→ СУТЬ ЗАДАНИЯ
Пожалуйста, отредактируйте отрывок о литературном кружке: приведите его часть, начиная со слов «И случился скандал, о» и заканчивая словами «журнал тогда Фадеев.», заменив «Фадеев» на «Александр Фадеев».

→ ПРЕДЛОЖЕННЫЙ ТЕКСТ

И случился скандал, о котором я до сих пор вспоминаю с чувством неловкости. В институте собирался литературный кружок, как ни странно, дышавший на ладан. Причиной тому, очевидно, было наличие множества ярких индивидуальностей - так, по крайней мере, казалось самим индивидуальностям. Спеться всем вместе было трудно - и предпочитали держаться разными группами, приятельскими компаниями. Но пока кружок возглавлял Теодор Ойзерман, собирались более или менее регулярно. Ойзерман в ИФЛИ внушал уважение всем. Был постарше многих, умен, ироничен, дружелюбен. Учился на философском, но писал рассказы, что в институте все-таки было редкостью - "населяли" его в основном поэты, - и два рассказа Ойзермана победили на каком-то конкурсе и были напечатаны в "Красной нови". Редактировал этот журнал тогда Фадеев.

→ ФРАГМЕНТ ИСТОЧНИКА
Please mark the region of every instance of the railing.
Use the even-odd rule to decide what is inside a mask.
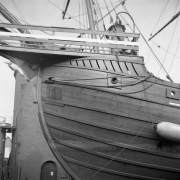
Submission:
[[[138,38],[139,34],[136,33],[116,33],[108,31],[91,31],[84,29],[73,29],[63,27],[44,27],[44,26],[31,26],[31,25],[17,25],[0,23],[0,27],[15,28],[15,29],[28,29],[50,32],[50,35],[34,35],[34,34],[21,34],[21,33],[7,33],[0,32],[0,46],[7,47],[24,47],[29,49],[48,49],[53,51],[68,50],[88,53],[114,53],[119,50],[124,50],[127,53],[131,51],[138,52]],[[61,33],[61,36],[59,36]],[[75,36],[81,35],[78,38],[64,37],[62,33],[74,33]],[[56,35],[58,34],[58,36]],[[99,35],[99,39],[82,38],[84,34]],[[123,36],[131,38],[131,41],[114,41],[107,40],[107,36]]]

→ ВЕРНЫЙ ОТВЕТ
И случился скандал, о котором я до сих пор вспоминаю с чувством неловкости. В институте собирался литературный кружок, как ни странно, дышавший на ладан. Причиной тому, очевидно, было наличие множества ярких индивидуальностей - так, по крайней мере, казалось самим индивидуальностям. Спеться всем вместе было трудно - и предпочитали держаться разными группами, приятельскими компаниями. Но пока кружок возглавлял Теодор Ойзерман, собирались более или менее регулярно. Ойзерман в ИФЛИ внушал уважение всем. Был постарше многих, умен, ироничен, дружелюбен. Учился на философском, но писал рассказы, что в институте все-таки было редкостью - "населяли" его в основном поэты, - и два рассказа Ойзермана победили на каком-то конкурсе и были напечатаны в "Красной нови". Редактировал этот журнал тогда Александр Фадеев.